-------- Alıntılanan metin

İki cihan güneşi fahr-i kâinat Resûl-ü ekrem efendimiz (sallallahü aleyhi ve sellem), “Namaz, ancak kalp huzuru ile tamam olur” buyurmuşlardı.
Hadîs-i şerîf’in aslı, “La salalet illâ bi huzuril kalp” şeklindedir. Yàni “Namaz ancak kalp huzuru ile olur” meâlindedir.. Kalp huzuru olmadan namaz olmaz (hakkıyla kâmil bir namaz kılınmış olmaz) mánâsı murat edilmiştir.
Mevlâna Hazretlerinin (kaddesallah-u sırrûh) “Eğer bizim ambarda hırsız bir fare bulunmasaydı, kırk yıllık amel buğdayı nereye giderdi?” sözündeki hikmet de budur.
Namazlarımızı ve sair tüm amellerimizi (ibadetlerimizi, Allah yolundaki işlerimizi) «nefs» dediğimiz hırsız fare kemiriyor, eksik yapmamıza sebep oluyor.
Namaza duruyoruz ama sıradan bir valinin huzuruna durduğumuz kadar olsun ciddî ve şuurlu olamıyoruz. Dört rekatlı bir namazı eda ederken “üç mü, dört mü kıldım” diye şüpheye düşmemizin asıl sebebi budur.

----------------
-------- Gösterilen bilgiler

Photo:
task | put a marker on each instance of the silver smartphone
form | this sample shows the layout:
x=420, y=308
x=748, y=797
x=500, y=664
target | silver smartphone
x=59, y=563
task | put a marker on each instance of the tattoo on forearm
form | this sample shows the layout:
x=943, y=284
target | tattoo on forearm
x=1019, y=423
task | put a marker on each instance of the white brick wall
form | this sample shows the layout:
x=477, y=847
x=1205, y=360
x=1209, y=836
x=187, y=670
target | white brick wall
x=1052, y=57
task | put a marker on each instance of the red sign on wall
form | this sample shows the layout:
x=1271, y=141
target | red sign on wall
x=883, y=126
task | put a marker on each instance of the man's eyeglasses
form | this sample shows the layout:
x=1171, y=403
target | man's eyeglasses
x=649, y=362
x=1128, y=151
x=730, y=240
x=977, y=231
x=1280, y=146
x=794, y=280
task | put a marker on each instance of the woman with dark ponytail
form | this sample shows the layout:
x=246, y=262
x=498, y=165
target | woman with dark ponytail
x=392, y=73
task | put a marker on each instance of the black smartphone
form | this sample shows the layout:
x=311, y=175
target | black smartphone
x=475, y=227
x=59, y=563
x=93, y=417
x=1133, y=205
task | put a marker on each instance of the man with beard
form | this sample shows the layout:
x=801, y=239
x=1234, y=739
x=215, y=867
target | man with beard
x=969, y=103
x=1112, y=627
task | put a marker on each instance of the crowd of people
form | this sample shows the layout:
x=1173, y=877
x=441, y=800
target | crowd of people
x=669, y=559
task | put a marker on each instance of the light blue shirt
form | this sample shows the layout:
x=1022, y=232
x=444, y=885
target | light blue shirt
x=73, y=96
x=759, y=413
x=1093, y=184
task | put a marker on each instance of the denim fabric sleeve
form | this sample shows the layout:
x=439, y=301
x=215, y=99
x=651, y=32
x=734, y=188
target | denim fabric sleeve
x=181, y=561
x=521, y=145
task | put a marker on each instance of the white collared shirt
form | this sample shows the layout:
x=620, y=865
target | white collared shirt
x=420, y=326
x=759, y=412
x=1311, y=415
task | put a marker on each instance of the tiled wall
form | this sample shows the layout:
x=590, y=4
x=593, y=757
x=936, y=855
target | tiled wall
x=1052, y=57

----------------

> **Yapılacak işler**:
1: Namaz yazısında "İki cihan güneşi" ile "mánâsı murat edilmiştir." arasındaki bölümü, bu iki söz de dahil olmak üzere olduğu gibi kopyala.
2: Namaz yazısında “ ” tırnak işaretleri içinde geçen bütün sözleri, metindeki sırasıyla yaz.

> **Soruların cevapları**:
1:
İki cihan güneşi fahr-i kâinat Resûl-ü ekrem efendimiz (sallallahü aleyhi ve sellem), “Namaz, ancak kalp huzuru ile tamam olur” buyurmuşlardı.
Hadîs-i şerîf’in aslı, “La salalet illâ bi huzuril kalp” şeklindedir. Yàni “Namaz ancak kalp huzuru ile olur” meâlindedir.. Kalp huzuru olmadan namaz olmaz (hakkıyla kâmil bir namaz kılınmış olmaz) mánâsı murat edilmiştir.

2:
- Namaz, ancak kalp huzuru ile tamam olur
- La salalet illâ bi huzuril kalp
- Namaz ancak kalp huzuru ile olur
- Eğer bizim ambarda hırsız bir fare bulunmasaydı, kırk yıllık amel buğdayı nereye giderdi?
- üç mü, dört mü kıldım